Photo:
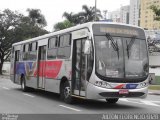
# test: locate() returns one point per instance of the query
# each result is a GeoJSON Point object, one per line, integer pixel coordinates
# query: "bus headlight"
{"type": "Point", "coordinates": [102, 84]}
{"type": "Point", "coordinates": [143, 84]}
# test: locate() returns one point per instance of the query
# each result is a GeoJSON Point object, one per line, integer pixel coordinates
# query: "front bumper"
{"type": "Point", "coordinates": [95, 92]}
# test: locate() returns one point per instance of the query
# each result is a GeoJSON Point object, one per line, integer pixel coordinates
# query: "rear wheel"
{"type": "Point", "coordinates": [65, 92]}
{"type": "Point", "coordinates": [23, 84]}
{"type": "Point", "coordinates": [112, 100]}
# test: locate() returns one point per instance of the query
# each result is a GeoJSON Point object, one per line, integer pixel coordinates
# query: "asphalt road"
{"type": "Point", "coordinates": [14, 101]}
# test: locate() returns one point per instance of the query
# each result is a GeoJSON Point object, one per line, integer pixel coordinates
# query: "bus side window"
{"type": "Point", "coordinates": [25, 51]}
{"type": "Point", "coordinates": [33, 51]}
{"type": "Point", "coordinates": [52, 48]}
{"type": "Point", "coordinates": [64, 48]}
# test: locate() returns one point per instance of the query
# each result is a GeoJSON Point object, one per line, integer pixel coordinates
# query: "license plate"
{"type": "Point", "coordinates": [123, 92]}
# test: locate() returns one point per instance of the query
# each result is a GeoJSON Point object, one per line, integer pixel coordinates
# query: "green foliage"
{"type": "Point", "coordinates": [62, 25]}
{"type": "Point", "coordinates": [37, 18]}
{"type": "Point", "coordinates": [156, 10]}
{"type": "Point", "coordinates": [15, 27]}
{"type": "Point", "coordinates": [87, 15]}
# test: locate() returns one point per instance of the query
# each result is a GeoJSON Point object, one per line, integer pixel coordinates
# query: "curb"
{"type": "Point", "coordinates": [154, 93]}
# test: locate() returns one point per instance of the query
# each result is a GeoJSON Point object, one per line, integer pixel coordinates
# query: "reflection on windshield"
{"type": "Point", "coordinates": [136, 64]}
{"type": "Point", "coordinates": [130, 62]}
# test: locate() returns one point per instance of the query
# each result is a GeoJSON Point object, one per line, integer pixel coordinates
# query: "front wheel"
{"type": "Point", "coordinates": [112, 100]}
{"type": "Point", "coordinates": [66, 92]}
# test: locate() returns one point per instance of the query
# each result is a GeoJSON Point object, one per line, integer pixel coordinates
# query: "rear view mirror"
{"type": "Point", "coordinates": [87, 47]}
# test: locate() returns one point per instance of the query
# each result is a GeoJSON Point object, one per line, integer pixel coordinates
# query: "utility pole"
{"type": "Point", "coordinates": [95, 11]}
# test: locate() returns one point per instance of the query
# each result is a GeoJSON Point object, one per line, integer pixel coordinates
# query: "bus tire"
{"type": "Point", "coordinates": [65, 93]}
{"type": "Point", "coordinates": [112, 100]}
{"type": "Point", "coordinates": [23, 84]}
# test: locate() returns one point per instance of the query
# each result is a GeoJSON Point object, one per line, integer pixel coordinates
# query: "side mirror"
{"type": "Point", "coordinates": [87, 47]}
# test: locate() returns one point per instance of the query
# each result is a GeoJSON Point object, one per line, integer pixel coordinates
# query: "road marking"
{"type": "Point", "coordinates": [28, 95]}
{"type": "Point", "coordinates": [69, 108]}
{"type": "Point", "coordinates": [146, 102]}
{"type": "Point", "coordinates": [149, 103]}
{"type": "Point", "coordinates": [6, 88]}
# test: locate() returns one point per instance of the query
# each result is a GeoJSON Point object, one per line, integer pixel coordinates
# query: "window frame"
{"type": "Point", "coordinates": [64, 46]}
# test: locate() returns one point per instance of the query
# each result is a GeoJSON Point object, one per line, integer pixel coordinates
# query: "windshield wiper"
{"type": "Point", "coordinates": [130, 44]}
{"type": "Point", "coordinates": [113, 43]}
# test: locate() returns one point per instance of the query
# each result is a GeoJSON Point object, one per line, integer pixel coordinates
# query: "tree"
{"type": "Point", "coordinates": [62, 25]}
{"type": "Point", "coordinates": [15, 27]}
{"type": "Point", "coordinates": [37, 18]}
{"type": "Point", "coordinates": [156, 10]}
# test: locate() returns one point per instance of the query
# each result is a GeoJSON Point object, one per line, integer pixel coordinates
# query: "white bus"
{"type": "Point", "coordinates": [95, 60]}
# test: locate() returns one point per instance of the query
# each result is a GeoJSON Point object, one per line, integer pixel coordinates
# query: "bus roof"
{"type": "Point", "coordinates": [85, 25]}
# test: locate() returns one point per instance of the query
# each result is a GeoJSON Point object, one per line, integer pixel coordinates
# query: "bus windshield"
{"type": "Point", "coordinates": [120, 56]}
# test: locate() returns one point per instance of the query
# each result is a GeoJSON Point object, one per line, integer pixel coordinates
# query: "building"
{"type": "Point", "coordinates": [147, 15]}
{"type": "Point", "coordinates": [134, 17]}
{"type": "Point", "coordinates": [114, 16]}
{"type": "Point", "coordinates": [124, 14]}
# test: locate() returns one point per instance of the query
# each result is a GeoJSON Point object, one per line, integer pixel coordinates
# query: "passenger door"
{"type": "Point", "coordinates": [79, 68]}
{"type": "Point", "coordinates": [41, 66]}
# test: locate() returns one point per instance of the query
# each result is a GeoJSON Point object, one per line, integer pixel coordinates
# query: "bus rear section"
{"type": "Point", "coordinates": [104, 61]}
{"type": "Point", "coordinates": [121, 64]}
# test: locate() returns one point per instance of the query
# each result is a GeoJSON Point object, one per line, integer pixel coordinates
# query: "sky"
{"type": "Point", "coordinates": [54, 9]}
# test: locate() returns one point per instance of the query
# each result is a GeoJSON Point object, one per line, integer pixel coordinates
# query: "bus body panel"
{"type": "Point", "coordinates": [57, 69]}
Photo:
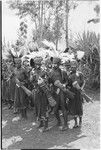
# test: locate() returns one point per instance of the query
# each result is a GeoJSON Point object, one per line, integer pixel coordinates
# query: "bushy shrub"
{"type": "Point", "coordinates": [90, 43]}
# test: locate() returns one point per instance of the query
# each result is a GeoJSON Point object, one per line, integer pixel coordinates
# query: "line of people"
{"type": "Point", "coordinates": [48, 87]}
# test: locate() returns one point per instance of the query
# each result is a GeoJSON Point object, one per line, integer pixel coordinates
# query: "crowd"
{"type": "Point", "coordinates": [46, 85]}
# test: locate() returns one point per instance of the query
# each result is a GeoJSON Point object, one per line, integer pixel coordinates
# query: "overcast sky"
{"type": "Point", "coordinates": [77, 20]}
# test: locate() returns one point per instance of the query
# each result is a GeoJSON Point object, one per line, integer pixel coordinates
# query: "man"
{"type": "Point", "coordinates": [21, 99]}
{"type": "Point", "coordinates": [41, 101]}
{"type": "Point", "coordinates": [58, 78]}
{"type": "Point", "coordinates": [76, 83]}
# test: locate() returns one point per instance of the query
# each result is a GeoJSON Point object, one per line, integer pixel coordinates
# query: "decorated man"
{"type": "Point", "coordinates": [59, 78]}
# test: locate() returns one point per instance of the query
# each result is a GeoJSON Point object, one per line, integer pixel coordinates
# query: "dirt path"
{"type": "Point", "coordinates": [21, 135]}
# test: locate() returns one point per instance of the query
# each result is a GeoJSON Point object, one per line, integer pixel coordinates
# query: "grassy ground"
{"type": "Point", "coordinates": [25, 135]}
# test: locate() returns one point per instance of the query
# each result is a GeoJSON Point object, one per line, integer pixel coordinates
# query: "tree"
{"type": "Point", "coordinates": [97, 18]}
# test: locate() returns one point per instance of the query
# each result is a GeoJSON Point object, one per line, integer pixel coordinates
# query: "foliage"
{"type": "Point", "coordinates": [90, 43]}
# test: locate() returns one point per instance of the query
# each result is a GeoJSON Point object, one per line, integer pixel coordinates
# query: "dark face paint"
{"type": "Point", "coordinates": [55, 66]}
{"type": "Point", "coordinates": [73, 68]}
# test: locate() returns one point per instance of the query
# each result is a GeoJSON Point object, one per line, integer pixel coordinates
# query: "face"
{"type": "Point", "coordinates": [50, 66]}
{"type": "Point", "coordinates": [73, 68]}
{"type": "Point", "coordinates": [26, 63]}
{"type": "Point", "coordinates": [55, 66]}
{"type": "Point", "coordinates": [18, 64]}
{"type": "Point", "coordinates": [38, 66]}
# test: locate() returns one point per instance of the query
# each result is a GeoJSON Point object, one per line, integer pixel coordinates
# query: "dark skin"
{"type": "Point", "coordinates": [74, 69]}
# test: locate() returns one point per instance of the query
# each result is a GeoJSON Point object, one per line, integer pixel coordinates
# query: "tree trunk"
{"type": "Point", "coordinates": [66, 23]}
{"type": "Point", "coordinates": [41, 24]}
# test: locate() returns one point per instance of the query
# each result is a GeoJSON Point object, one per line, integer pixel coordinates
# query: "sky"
{"type": "Point", "coordinates": [77, 21]}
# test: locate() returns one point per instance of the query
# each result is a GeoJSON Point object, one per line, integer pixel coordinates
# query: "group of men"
{"type": "Point", "coordinates": [49, 86]}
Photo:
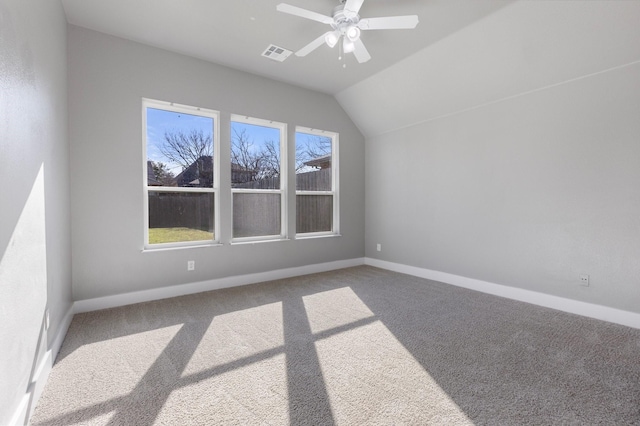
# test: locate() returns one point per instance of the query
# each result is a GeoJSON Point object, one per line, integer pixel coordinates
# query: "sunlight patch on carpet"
{"type": "Point", "coordinates": [238, 335]}
{"type": "Point", "coordinates": [334, 308]}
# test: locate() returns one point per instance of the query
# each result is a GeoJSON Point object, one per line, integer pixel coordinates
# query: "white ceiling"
{"type": "Point", "coordinates": [236, 32]}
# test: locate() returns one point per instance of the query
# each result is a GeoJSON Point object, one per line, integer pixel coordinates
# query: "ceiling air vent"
{"type": "Point", "coordinates": [276, 53]}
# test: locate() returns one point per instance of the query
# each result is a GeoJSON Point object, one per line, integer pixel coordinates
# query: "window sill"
{"type": "Point", "coordinates": [314, 236]}
{"type": "Point", "coordinates": [172, 248]}
{"type": "Point", "coordinates": [241, 242]}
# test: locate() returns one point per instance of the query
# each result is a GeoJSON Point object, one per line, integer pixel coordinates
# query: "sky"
{"type": "Point", "coordinates": [161, 121]}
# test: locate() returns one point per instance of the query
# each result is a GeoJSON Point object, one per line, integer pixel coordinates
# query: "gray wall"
{"type": "Point", "coordinates": [108, 77]}
{"type": "Point", "coordinates": [35, 265]}
{"type": "Point", "coordinates": [528, 192]}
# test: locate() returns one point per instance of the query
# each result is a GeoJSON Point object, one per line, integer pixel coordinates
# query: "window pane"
{"type": "Point", "coordinates": [256, 215]}
{"type": "Point", "coordinates": [177, 217]}
{"type": "Point", "coordinates": [179, 149]}
{"type": "Point", "coordinates": [255, 156]}
{"type": "Point", "coordinates": [314, 213]}
{"type": "Point", "coordinates": [313, 162]}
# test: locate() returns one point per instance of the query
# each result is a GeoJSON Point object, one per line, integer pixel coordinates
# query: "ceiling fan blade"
{"type": "Point", "coordinates": [304, 13]}
{"type": "Point", "coordinates": [352, 7]}
{"type": "Point", "coordinates": [389, 23]}
{"type": "Point", "coordinates": [313, 45]}
{"type": "Point", "coordinates": [361, 53]}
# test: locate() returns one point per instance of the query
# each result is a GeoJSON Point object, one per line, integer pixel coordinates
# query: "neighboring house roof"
{"type": "Point", "coordinates": [151, 176]}
{"type": "Point", "coordinates": [199, 173]}
{"type": "Point", "coordinates": [323, 162]}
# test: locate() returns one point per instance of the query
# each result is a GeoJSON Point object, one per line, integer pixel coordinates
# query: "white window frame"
{"type": "Point", "coordinates": [334, 182]}
{"type": "Point", "coordinates": [282, 128]}
{"type": "Point", "coordinates": [185, 109]}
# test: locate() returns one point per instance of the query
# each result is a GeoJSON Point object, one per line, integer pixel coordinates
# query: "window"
{"type": "Point", "coordinates": [181, 188]}
{"type": "Point", "coordinates": [258, 179]}
{"type": "Point", "coordinates": [316, 182]}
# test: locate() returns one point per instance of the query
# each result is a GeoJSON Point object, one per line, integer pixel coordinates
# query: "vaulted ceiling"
{"type": "Point", "coordinates": [236, 32]}
{"type": "Point", "coordinates": [463, 53]}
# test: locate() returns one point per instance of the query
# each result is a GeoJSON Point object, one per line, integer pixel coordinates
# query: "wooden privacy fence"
{"type": "Point", "coordinates": [181, 210]}
{"type": "Point", "coordinates": [254, 214]}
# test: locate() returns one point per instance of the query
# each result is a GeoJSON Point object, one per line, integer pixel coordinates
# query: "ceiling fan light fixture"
{"type": "Point", "coordinates": [348, 45]}
{"type": "Point", "coordinates": [331, 39]}
{"type": "Point", "coordinates": [352, 33]}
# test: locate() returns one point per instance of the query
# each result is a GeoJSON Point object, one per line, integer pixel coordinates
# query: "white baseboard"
{"type": "Point", "coordinates": [629, 319]}
{"type": "Point", "coordinates": [41, 374]}
{"type": "Point", "coordinates": [98, 303]}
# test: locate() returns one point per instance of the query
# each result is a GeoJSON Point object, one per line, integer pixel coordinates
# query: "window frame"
{"type": "Point", "coordinates": [215, 189]}
{"type": "Point", "coordinates": [282, 128]}
{"type": "Point", "coordinates": [335, 137]}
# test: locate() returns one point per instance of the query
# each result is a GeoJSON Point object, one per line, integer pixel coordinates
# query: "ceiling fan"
{"type": "Point", "coordinates": [346, 23]}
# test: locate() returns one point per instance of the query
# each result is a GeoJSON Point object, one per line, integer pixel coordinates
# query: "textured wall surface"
{"type": "Point", "coordinates": [108, 78]}
{"type": "Point", "coordinates": [530, 192]}
{"type": "Point", "coordinates": [35, 263]}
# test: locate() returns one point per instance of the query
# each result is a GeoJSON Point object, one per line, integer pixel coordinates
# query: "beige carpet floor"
{"type": "Point", "coordinates": [355, 346]}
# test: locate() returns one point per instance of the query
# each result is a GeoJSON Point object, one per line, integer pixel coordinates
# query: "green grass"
{"type": "Point", "coordinates": [175, 235]}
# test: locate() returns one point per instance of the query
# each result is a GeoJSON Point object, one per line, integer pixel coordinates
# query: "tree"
{"type": "Point", "coordinates": [188, 149]}
{"type": "Point", "coordinates": [162, 173]}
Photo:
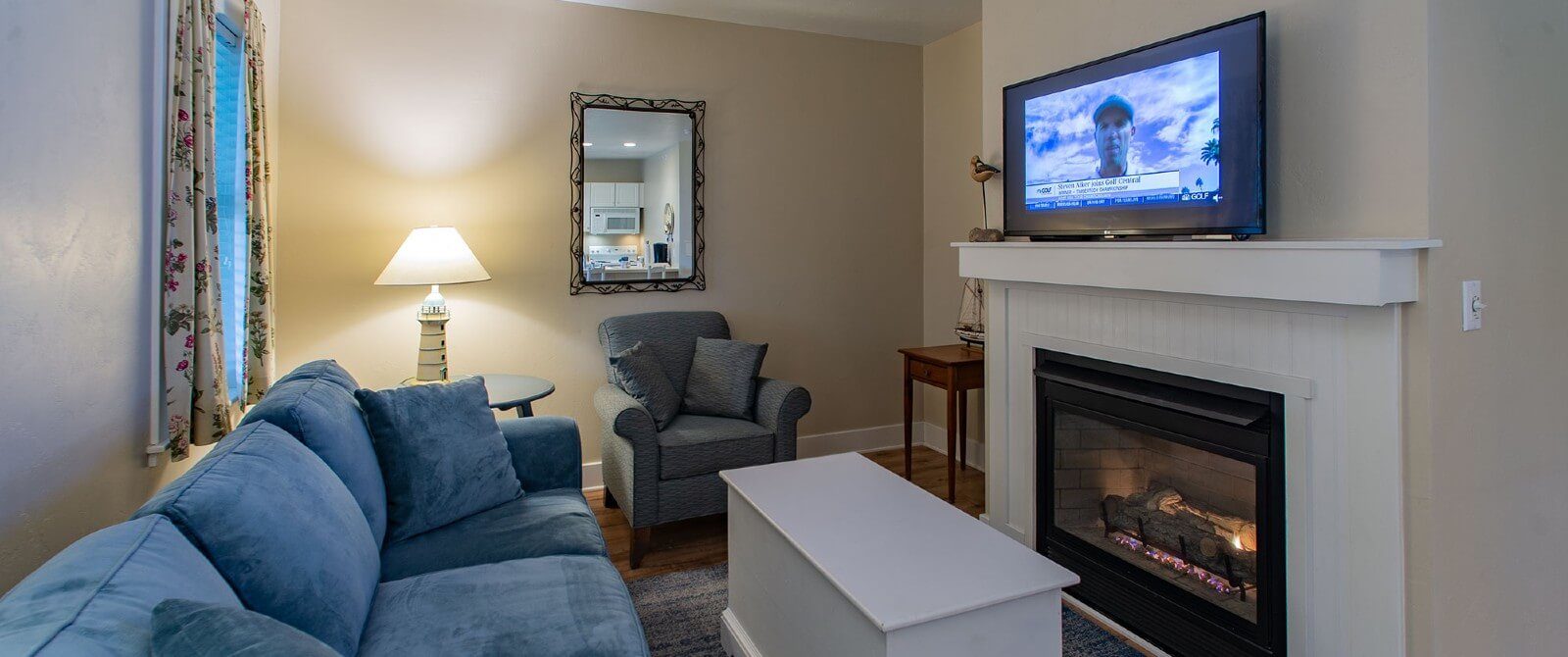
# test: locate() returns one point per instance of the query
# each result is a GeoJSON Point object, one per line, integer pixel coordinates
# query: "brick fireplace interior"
{"type": "Point", "coordinates": [1165, 496]}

### Problem details
Please pick out every line above that contains the word "wall" and copy each one unchanged.

### Solution
# query: "gray wall"
# query: "textured wall surface"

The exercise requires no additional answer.